Bounding-box annotation entries
## start

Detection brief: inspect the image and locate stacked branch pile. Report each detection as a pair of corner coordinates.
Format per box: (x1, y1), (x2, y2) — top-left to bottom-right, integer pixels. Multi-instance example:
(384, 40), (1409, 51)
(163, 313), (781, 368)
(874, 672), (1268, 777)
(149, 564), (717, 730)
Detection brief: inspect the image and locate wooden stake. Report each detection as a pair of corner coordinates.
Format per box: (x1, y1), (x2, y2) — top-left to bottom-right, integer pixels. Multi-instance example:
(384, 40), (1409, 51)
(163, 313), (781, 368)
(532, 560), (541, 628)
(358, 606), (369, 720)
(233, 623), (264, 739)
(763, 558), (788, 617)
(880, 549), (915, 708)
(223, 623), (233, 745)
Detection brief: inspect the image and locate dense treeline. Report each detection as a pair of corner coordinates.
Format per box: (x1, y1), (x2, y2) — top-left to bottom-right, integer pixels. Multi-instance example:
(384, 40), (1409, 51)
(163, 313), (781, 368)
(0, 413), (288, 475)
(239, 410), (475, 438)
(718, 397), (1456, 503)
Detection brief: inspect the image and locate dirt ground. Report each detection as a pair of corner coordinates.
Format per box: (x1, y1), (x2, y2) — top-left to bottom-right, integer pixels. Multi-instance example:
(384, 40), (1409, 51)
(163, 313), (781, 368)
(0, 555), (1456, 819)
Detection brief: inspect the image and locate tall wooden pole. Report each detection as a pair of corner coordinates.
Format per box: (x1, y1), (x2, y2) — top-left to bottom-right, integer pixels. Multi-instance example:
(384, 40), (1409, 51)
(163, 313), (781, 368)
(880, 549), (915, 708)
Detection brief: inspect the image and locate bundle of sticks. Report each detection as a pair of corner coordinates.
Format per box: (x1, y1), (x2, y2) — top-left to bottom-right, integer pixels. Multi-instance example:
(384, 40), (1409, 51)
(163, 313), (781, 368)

## end

◆ **EXERCISE DETAILS**: Render every line of the listing above as a JSON array of strings, with one string per line and blank lines omitted.

◆ **RESULT BELOW**:
[
  "Detection brief: inspect the image and locate stacked branch pile. Report each detection as a pair of corner coordinates.",
  "Format per box: (x1, y1), (x2, y2) — top-left to bottom-right, integer pixels. Multi-instance example:",
  "(384, 40), (1409, 51)",
  "(163, 313), (781, 368)",
  "(874, 672), (1268, 777)",
  "(149, 564), (717, 730)",
  "Detection brief: inspect the image and locate wooden stake. Report each detection as a pair of corner coordinates.",
  "Format per box: (x1, y1), (x2, y2) — top-left to bottom-right, integer pixels. Multi-instance example:",
  "(384, 40), (1409, 51)",
  "(163, 313), (781, 368)",
  "(532, 560), (541, 628)",
  "(358, 606), (369, 720)",
  "(233, 623), (264, 739)",
  "(763, 558), (788, 617)",
  "(880, 549), (915, 708)",
  "(223, 623), (233, 745)",
  "Detection brief: inspect the image and locate dense treeline. Report each detection as a pair of corner coordinates.",
  "Format per box: (x1, y1), (x2, y2) — top-left to bottom-right, integer pixels. Multi-instance example:",
  "(384, 40), (1409, 51)",
  "(163, 313), (781, 368)",
  "(0, 413), (288, 475)",
  "(239, 410), (475, 438)",
  "(718, 397), (1456, 503)",
  "Detection brief: inspect the image and locate dirt ground. Report each detection as a pair of corner coordinates.",
  "Format per box: (x1, y1), (x2, y2) — top-left to bottom-right, integer pixels. Multi-instance example:",
  "(384, 40), (1409, 51)",
  "(163, 313), (781, 368)",
  "(0, 555), (1456, 819)",
  "Detection brief: inspect the image and locate tall wooden pole. Report each detection as a pair of corner coordinates.",
  "Format per box: (x1, y1), (x2, y2) — top-left to bottom-right, integer pixels. Multi-instance example:",
  "(384, 40), (1409, 51)",
  "(163, 313), (781, 368)",
  "(880, 549), (915, 708)",
  "Detection brief: inspect the image and locate bundle of sticks. Report each detection as a pair of corner coordinates.",
  "Format per box: (x1, y1), (x2, y2) — top-left to bottom-right, integer pixels. Multi-instance example:",
  "(384, 40), (1409, 51)",
  "(163, 313), (781, 368)"
]